▸ **作業内容**
- 1) 参院選を論じた抜粋のうち、「岸田文雄首相は、与野党で非改」から始まり「である」と述べたと言われる。」で終わる部分を一字も変えずに打ち直してください。
- 2) 一覧の先頭から始まり「739,680 -> 914,1000」を含む行で終わる部分を、その両端の行も含めてそのまま繰り返してください。

▸ **本文抜粋**
══════════════════════════════

日本政治に合わせて二院制をいかにうまく運用していくかが問われる

加藤創太 東京財団政策研究所研究主幹

 7月10日の参院選の投開票に向けて選挙戦たけなわだが、今回の参院選は盛り上がりに欠けると各所で指摘されている。投票率が下がるという予想をする識者も多い。実際、今回の選挙結果が、与野党間の政権を巡る争いという本来の民主政治の意味合いで実質的な影響を与える可能性は低い。

参院選の意味、参議院の意味

 岸田文雄首相は、与野党で非改選議席を含めた過半数を確保することを勝敗ラインに掲げた。たしかに、最も政治的に重要な意味を持つ閾値(しきいち)だ。

 しかし、現在の自民党や岸田政権の高支持率や、勝敗の帰趨を分ける1人区における野党間の不協和、与党の非改選議席の多さなどから見て、この「勝敗ライン」を与党が割る可能性が現実的なレベルであると考えている者は、与党だけでなく野党にも少ないだろう。それでも各党は、政権を奪取した際の公約を提示している。

 こうなると、今回の参院選、さらには参議院自体の意味は何か、という疑問も生じてこよう。衆議院の優位性が憲法上定められている中、衆議院与党が参議院でも安定的な多数を握り続ければ、参議院が独自の存在意義を示すことは難しいからだ。

参院選の候補者らの演説に耳を傾ける人たち=2022年6月26日、神奈川県内

「カーボンコピー」と「ねじれ国会」

 かつてフランス革命の指導者の一人であったエマニュエル—ジョセフ・シェイエスは二院制を批判し、「第二院は何の役に立つか。第二院が第一院と一致するときは無用であり、第一院に反対するならば、それは有害である」と述べたと言われる。

 つまり、今回の参院選でも与党が過半数の議席を維持すれば、参議院は「無用」ということになる。それでも、シェイエスに言わせればまだ、参院選で与党が過半数を割り「ねじれ国会」となる「有害」な状況よりはマシということにもなる。

══════════════════════════════

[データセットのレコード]
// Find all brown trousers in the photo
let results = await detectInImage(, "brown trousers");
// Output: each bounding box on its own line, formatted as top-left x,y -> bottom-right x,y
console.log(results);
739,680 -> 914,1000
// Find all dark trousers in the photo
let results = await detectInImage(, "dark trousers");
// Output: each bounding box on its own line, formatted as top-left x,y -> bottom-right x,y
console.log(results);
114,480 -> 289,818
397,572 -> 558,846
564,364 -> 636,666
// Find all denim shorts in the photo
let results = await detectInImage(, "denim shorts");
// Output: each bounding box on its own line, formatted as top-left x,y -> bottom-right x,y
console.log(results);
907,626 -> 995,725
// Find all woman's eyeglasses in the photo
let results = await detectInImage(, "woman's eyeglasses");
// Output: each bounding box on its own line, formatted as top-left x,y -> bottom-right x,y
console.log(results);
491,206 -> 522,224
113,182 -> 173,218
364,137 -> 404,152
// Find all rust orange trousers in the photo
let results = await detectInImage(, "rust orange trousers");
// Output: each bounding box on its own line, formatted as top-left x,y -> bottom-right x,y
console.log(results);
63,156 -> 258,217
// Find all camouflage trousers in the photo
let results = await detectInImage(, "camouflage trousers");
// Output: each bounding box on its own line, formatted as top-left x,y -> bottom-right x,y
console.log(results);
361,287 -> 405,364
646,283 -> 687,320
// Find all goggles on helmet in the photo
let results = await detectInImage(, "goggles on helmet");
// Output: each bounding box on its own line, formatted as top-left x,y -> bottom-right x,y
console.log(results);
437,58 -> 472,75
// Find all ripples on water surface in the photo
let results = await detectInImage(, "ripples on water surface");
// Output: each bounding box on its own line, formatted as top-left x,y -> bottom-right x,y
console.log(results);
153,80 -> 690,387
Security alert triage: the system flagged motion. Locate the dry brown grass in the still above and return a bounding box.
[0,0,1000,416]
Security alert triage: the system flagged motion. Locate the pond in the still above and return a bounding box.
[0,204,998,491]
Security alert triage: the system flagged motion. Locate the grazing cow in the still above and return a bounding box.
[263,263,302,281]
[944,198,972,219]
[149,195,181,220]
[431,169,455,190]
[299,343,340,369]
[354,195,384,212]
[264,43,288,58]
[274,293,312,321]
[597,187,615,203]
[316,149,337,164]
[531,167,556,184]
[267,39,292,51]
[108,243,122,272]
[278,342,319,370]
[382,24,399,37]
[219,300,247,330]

══════════════════════════════

▸ **解答**
- 1)
岸田文雄首相は、与野党で非改選議席を含めた過半数を確保することを勝敗ラインに掲げた。たしかに、最も政治的に重要な意味を持つ閾値(しきいち)だ。

 しかし、現在の自民党や岸田政権の高支持率や、勝敗の帰趨を分ける1人区における野党間の不協和、与党の非改選議席の多さなどから見て、この「勝敗ライン」を与党が割る可能性が現実的なレベルであると考えている者は、与党だけでなく野党にも少ないだろう。それでも各党は、政権を奪取した際の公約を提示している。

 こうなると、今回の参院選、さらには参議院自体の意味は何か、という疑問も生じてこよう。衆議院の優位性が憲法上定められている中、衆議院与党が参議院でも安定的な多数を握り続ければ、参議院が独自の存在意義を示すことは難しいからだ。

参院選の候補者らの演説に耳を傾ける人たち=2022年6月26日、神奈川県内

「カーボンコピー」と「ねじれ国会」

 かつてフランス革命の指導者の一人であったエマニュエル—ジョセフ・シェイエスは二院制を批判し、「第二院は何の役に立つか。第二院が第一院と一致するときは無用であり、第一院に反対するならば、それは有害である」と述べたと言われる。

- 2)
// Find all brown trousers in the photo
let results = await detectInImage(, "brown trousers");
// Output: each bounding box on its own line, formatted as top-left x,y -> bottom-right x,y
console.log(results);
739,680 -> 914,1000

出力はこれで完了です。